The giant pitcher plant that tree shrews use as a loo: Nepenthes rajah

February 6th, 2011 | by lucy |

There are around 100 known species of carnivorous pitcher plants (new ones are still being discovered), with the greatest diversity found in Malaysia.  These carnivorous plants grow vessels to trap their insect prey, which they attract with nectar. The victims lose their footing on the slippery walls and drown in the liquid held inside the plant, before being promptly digested.

The biggest pitcher traps are produced by Nepenthes rajah, found only on Mount Kinabalu and Mount Tamboyukon on the island of Borneo.  Its thick stems grow along the ground where the pitchers rest with their lids open, looking like elegant toilets designed by Salvador Dali. Rats, birds and frogs have been found drowned inside these giant traps, leading to dramatic headlines about rat-eating plants, but these are rare events – the plant’s main prey are insects.  However, recent studies have found that Nepenthes rajah has another source of food.

________________

WHAT YOU WILL DO ▸
A – In the Nepenthes rajah article, where does this plant grow?
B – Which animals does the Nepenthes rajah article say have been found drowned inside the giant traps, apart from insects?
C – Write the next part of the Nepenthes rajah article, starting after its final sentence.

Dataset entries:
________________

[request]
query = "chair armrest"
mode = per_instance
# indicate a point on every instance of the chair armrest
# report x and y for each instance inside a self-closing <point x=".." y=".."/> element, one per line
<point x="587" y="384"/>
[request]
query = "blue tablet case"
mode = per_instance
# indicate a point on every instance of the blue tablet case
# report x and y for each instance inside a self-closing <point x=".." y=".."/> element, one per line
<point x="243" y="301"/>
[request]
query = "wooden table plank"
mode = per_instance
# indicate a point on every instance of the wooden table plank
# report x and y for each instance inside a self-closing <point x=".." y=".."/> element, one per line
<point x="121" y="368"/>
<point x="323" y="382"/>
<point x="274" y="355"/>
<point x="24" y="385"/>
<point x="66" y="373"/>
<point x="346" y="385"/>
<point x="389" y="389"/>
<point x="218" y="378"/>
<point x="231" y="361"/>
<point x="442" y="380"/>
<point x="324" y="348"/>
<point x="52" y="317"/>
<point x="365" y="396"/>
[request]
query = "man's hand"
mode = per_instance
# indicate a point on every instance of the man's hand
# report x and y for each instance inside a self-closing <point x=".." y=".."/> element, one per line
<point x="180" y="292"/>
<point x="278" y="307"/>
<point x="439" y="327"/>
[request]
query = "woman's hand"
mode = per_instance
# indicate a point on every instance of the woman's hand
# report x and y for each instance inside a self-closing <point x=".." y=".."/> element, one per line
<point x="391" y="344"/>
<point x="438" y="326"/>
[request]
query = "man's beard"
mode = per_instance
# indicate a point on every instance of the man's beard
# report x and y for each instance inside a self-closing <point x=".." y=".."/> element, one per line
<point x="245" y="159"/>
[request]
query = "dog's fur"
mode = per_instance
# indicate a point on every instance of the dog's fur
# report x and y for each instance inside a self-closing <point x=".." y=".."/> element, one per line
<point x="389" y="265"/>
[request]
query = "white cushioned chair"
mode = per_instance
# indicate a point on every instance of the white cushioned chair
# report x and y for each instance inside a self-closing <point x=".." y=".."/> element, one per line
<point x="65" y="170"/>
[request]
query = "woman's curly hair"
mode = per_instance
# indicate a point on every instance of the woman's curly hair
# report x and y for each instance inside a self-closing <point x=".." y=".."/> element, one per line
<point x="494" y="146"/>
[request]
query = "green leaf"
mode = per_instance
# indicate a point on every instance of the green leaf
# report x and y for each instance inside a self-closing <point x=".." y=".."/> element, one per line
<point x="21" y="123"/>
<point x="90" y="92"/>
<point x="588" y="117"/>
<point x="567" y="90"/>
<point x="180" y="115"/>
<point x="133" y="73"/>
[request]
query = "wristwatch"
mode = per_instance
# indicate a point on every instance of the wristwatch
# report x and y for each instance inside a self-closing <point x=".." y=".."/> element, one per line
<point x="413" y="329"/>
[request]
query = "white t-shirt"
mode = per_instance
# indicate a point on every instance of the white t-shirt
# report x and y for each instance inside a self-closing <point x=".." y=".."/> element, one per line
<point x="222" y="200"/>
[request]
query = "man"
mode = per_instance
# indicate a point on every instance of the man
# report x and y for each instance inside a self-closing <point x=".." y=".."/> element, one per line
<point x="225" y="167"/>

________________

TASK RESPONSES ▸
A – It is found only on Mount Kinabalu and Mount Tamboyukon on the island of Borneo.

B – Rats, birds and frogs.

C –
Tree shrews also come to feed on the nectar on the lid, which they reach while standing on the rim, and poo into the pitcher while eating.  So is the plant a shrew loo?  Not really, for the defecating shrew is establishing its territory, rather than fastidiously using a latrine – but for the plant it’s a great source of nitrogen.

Other interesting facts about pitcher plants

  • People have used the tough pitchers as pots for cooking rice
  • The liquid is drunk as a beverage, its taste depending on the prey the plant has caught.
  • The liquid also has medicinal uses, being used to treat coughs and bladder problems.